### Task brief
Please give back each line of the material unchanged, but without the images.
** Task inputs follows **
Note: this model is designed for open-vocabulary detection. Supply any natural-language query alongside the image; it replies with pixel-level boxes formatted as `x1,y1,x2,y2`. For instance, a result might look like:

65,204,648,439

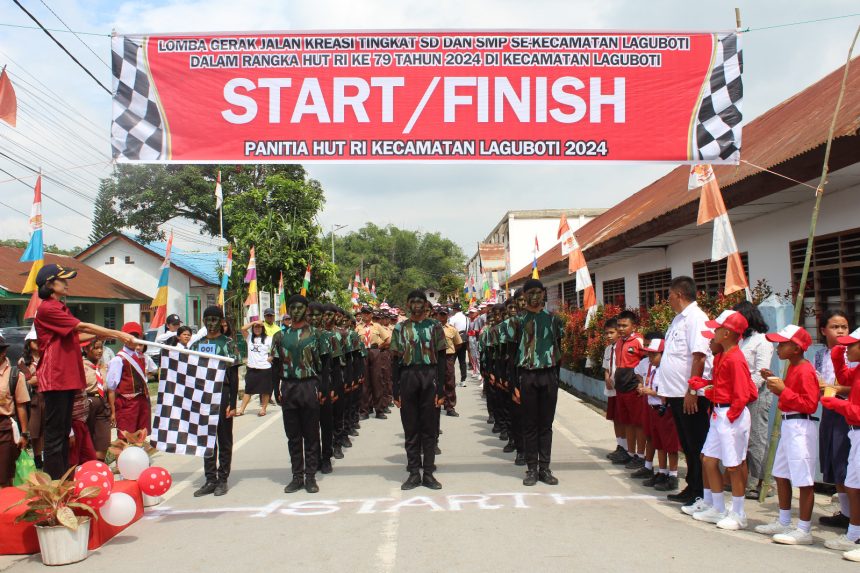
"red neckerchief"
85,360,105,398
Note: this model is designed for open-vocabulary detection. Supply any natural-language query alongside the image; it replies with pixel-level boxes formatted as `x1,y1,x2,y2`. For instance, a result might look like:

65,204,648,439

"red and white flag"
566,232,597,318
557,214,574,257
214,170,223,210
0,68,17,128
691,164,749,296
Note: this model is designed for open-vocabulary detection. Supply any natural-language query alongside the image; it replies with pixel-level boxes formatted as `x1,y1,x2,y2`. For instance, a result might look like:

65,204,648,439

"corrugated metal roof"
0,246,150,301
510,56,860,283
123,233,223,286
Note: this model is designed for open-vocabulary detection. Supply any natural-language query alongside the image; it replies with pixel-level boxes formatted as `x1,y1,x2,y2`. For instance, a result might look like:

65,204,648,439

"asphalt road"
2,381,858,572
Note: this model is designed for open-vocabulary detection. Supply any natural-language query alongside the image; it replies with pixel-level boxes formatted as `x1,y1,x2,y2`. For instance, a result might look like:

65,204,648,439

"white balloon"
99,492,137,527
117,446,150,480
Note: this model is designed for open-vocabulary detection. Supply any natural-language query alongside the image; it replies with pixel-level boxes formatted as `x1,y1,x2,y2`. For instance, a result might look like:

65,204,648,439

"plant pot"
35,517,90,566
142,493,163,507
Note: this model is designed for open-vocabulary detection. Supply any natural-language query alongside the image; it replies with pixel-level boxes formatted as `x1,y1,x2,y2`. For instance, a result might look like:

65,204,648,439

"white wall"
80,240,204,328
508,214,592,275
535,181,858,313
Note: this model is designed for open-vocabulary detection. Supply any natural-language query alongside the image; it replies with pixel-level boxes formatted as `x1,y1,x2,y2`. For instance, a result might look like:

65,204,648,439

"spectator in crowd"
17,330,42,468
731,300,775,499
654,276,711,509
0,335,29,487
238,320,273,417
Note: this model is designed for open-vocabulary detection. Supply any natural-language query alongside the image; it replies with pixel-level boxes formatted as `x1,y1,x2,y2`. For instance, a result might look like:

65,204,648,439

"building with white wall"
509,57,860,342
466,209,605,292
77,232,223,329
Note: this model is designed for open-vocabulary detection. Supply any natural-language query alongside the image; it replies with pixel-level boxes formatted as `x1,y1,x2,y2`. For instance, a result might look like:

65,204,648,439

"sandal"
258,410,267,417
234,411,245,417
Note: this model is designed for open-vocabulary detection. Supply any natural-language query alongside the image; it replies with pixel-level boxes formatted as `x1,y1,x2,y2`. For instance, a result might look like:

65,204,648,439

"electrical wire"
37,0,111,69
742,13,860,33
0,198,89,241
10,0,111,94
0,23,108,36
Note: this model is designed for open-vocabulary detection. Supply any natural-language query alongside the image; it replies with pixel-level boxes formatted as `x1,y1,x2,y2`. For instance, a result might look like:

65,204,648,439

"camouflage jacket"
390,319,447,366
278,325,323,379
513,310,564,369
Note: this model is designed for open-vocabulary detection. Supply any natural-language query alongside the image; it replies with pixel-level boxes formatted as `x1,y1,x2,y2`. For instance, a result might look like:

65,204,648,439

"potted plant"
6,467,100,565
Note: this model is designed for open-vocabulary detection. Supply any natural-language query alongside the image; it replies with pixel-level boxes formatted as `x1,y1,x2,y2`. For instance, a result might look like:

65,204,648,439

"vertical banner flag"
470,276,477,305
153,349,227,457
563,218,597,317
110,31,742,163
300,264,311,296
491,271,500,299
0,67,17,128
531,236,540,279
21,176,44,319
244,247,259,321
690,165,749,295
371,280,377,299
214,169,223,210
278,271,287,316
149,232,174,329
477,243,507,271
217,245,232,307
352,270,360,306
482,274,491,301
557,213,574,257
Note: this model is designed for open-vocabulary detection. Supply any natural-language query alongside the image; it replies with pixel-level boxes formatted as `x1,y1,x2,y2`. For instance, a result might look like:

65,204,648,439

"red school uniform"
689,346,756,422
613,333,645,426
822,346,860,424
778,361,820,414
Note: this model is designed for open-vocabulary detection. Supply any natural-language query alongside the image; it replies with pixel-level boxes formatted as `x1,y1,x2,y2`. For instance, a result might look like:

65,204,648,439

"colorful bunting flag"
21,176,44,318
0,67,17,128
278,271,287,317
300,264,311,296
149,232,173,329
531,235,540,279
691,165,749,296
214,170,223,210
217,245,232,307
370,280,377,299
244,246,259,321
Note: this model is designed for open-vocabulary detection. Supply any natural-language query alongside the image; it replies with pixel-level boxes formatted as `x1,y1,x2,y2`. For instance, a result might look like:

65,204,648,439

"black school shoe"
642,473,665,488
422,473,442,490
341,437,353,448
503,441,516,453
320,459,333,474
333,445,345,459
605,445,625,460
514,453,526,466
305,477,319,494
538,469,559,485
523,469,538,486
487,416,495,424
401,473,422,490
193,481,217,497
654,475,679,492
820,511,851,529
630,466,653,479
284,476,305,494
668,487,695,504
213,481,228,496
611,451,632,465
624,456,645,470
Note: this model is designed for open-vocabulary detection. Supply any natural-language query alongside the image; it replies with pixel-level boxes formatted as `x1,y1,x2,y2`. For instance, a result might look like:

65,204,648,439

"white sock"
778,508,792,526
731,496,745,516
627,450,635,457
619,438,628,450
848,524,860,542
703,488,714,506
840,493,852,517
712,493,726,513
797,519,811,533
644,461,653,470
658,468,668,475
669,470,678,477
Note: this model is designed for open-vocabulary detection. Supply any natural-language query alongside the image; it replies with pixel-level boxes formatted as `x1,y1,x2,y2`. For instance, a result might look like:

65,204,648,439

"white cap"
25,327,37,341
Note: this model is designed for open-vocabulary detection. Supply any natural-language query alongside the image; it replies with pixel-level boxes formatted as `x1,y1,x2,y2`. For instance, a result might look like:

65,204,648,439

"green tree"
0,239,81,257
90,179,123,243
333,223,466,305
97,164,336,298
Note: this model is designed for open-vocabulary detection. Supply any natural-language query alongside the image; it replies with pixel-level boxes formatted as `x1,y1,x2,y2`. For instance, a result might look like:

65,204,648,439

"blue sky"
0,0,858,257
** End of Task inputs **
### Task response
Note: this model is designed for open-vocabulary detection. Supply any natural-language query alongside the image; it replies with pixel-level boxes formatted as `x1,y1,x2,y2`. For instance, a result might look like:

65,204,648,439

"red neckerchief"
85,360,105,398
Note: this model is designed for open-vocabulary detection. Supply any natural-language query alongside the image; it replies with pixel-level boxes formatted as `x1,y1,x2,y2`. For instance, a result might look like:

65,204,648,439

"red and white flag"
566,232,597,318
557,214,574,257
214,170,223,210
0,68,17,128
691,164,749,296
Note: this model is designed for open-vocabulary detection. Supply any natural-language query alongside the image; it replies with pixel-level boxes formatted as `x1,y1,x2,y2`. For instance, a result might look like:

65,204,648,439

"corrugated metal roof"
0,246,150,301
510,56,860,283
123,233,223,286
Note: this model is designed for open-vocabulary detection. Supply any natural-language query alongside the image; it replies with pixel-level boxes formatted as `x1,y1,x2,y2`. For instance, a result might look like:

65,204,648,439

"asphalt road"
2,381,858,572
Note: this model is designed for open-vocabulary detection. Supply any natural-language query alongside the image; it replies with pixel-level boxes formatted as `x1,y1,x2,y2`. For instance, a result might look like:

65,204,648,439

"white balloon"
99,492,137,527
117,446,150,480
Note: this model is designed for open-vocabulary detection. Supply any natural-language query alongside the image; it replies with pixel-level boxes formatted as `x1,y1,x2,y2`. For instance, a result might look like:

65,204,648,439

"plant pot"
35,517,90,566
142,493,163,507
Note: this model is designed for open-vocabulary detection. Supply any natural-language query alongside the image; it replies with pixel-level boxes formatted as `x1,y1,x2,y2`. For instance, a result might look like:

65,204,648,439

"white wall"
80,240,204,328
508,214,592,275
535,181,858,313
Note: this model is designed for open-vocabulary detection. Supply any natural-language query alongside the image; it replies with pixel-level boxes formatted as `x1,y1,x2,y2`. For instance, a result might look like:

65,204,648,439

"spectator in crowd"
17,330,42,468
731,300,775,499
654,276,711,509
0,335,29,487
238,320,273,417
Note: this model is designed for open-vocabulary detection. Supply any natural-language query alongside the image; it replies with pixel-level boxes formatted as `x1,y1,x2,y2`. For instance, a result might look like:

65,204,648,439

"building with white wall"
509,57,860,342
466,209,605,292
77,232,223,329
Note: this model is designed for open-vocabulary detection. Supply any natural-language query alongside the image; it replies with pixel-level boxes formatted as `x1,y1,x2,y2`. For instance, a result might look like:

65,204,648,439

"sandal"
258,410,267,417
234,411,245,417
Note: this model is designed for open-vocabulary detection. Supply any natural-language query alongside the image; it replies with pixel-level boxes formatted as `x1,y1,x2,y2`. For instance, a result might look like:

65,204,648,439

"electrical wire"
37,0,111,69
742,13,860,33
0,198,89,241
10,0,111,94
0,23,108,36
Note: this model is designed for open-vocabulary detection. Supply any natural-language query alongside the image; it replies with pixel-level boxes formatted as `x1,y1,x2,y2`. For instance, a result might look like:

65,204,648,439

"camouflage jacket"
390,319,447,366
278,325,323,379
513,310,564,369
Note: this model is designed for open-vocabulary detection. Supply any natural-language query alongside the image; it replies with pixel-level boxes formatted as `x1,y1,x2,y2`. For instance, a result might look like:

65,204,648,439

"potted plant"
6,467,100,565
Note: this model is designed for open-vocabulary detection. Supply any natural-language query alongside the image; it replies with pixel-level boxes formatted as `x1,y1,x2,y2`. For instance, a result might look like:

65,204,648,439

"vertical banner flag"
470,276,477,305
153,349,227,457
563,218,597,317
110,31,742,163
300,264,311,296
491,271,500,299
0,67,17,128
531,236,540,279
21,176,44,319
244,247,259,321
690,165,749,295
371,280,377,299
214,169,223,210
278,271,287,316
149,232,174,329
477,243,507,271
217,245,232,307
352,270,360,306
482,274,491,301
557,213,574,257
Note: this model is designed for open-vocabulary detection. Supply any natural-language query alongside the image; it replies with pixel-level boxes formatted as `x1,y1,x2,y2`. For instance, a result might look like:

65,204,648,439

"red school uniform"
689,346,756,422
613,333,645,426
822,346,860,424
778,361,820,414
Note: this model is designed for open-vocabulary detection. Supply any natural-language query alongside the image; it replies with pixel-level boxes formatted as `x1,y1,x2,y2`. For instance, a result might look like:

65,204,648,439

"colorful bunting flag"
21,176,44,318
0,67,17,128
278,271,287,317
300,264,311,296
149,232,173,329
531,235,540,279
691,165,749,296
214,170,223,210
217,245,232,307
370,280,377,299
244,246,259,321
Note: this model is designed for open-vocabulary detection. Supply any natural-language query alongside the image; it replies with pixel-level boxes formatted as `x1,y1,x2,y2`. For instance, a result might look like:

65,204,648,439

"black school shoe"
642,473,665,488
422,473,442,490
341,437,353,448
503,441,516,453
320,459,333,474
333,445,345,459
605,445,625,460
514,453,526,466
305,477,319,494
538,469,559,485
523,469,538,486
487,416,495,424
401,473,422,490
193,481,217,497
654,475,679,492
820,511,851,529
630,466,653,479
284,476,305,494
668,487,695,504
213,481,228,496
611,451,632,465
624,456,645,470
Note: this model is designed for open-vocabulary detection. Supply any natural-language query alongside the image; it replies with pixel-level boxes formatted as `x1,y1,x2,y2`. For instance, a result might look like:

65,204,648,439

"white sock"
778,508,792,526
731,496,745,516
627,450,635,457
619,438,628,450
848,524,860,542
703,488,714,506
840,493,852,517
712,493,726,513
797,519,811,533
644,461,653,470
658,468,668,475
669,470,678,477
Note: this model is designed for open-vocabulary detection. Supply any natural-language query alongside the image; it replies with pixel-level boxes formatted as `x1,y1,x2,y2`. For instance, a result might look like:

65,204,648,439

"white cap"
25,327,37,341
Note: this model is designed for open-vocabulary detection. Supply any natural-language query alongside the image; it replies with pixel-level boxes formatted as `x1,y1,x2,y2`. For instance, a result might look like:

65,204,648,439

"green tree"
0,239,81,257
90,179,123,243
333,223,466,305
97,164,336,298
Note: this model is designed for open-vocabulary detection. Supply any natural-language query alongside the image; it replies with pixel-level boxes formatted as `x1,y1,x2,y2`. For instance, a result might look like:

65,204,648,439

"blue sky"
0,0,858,257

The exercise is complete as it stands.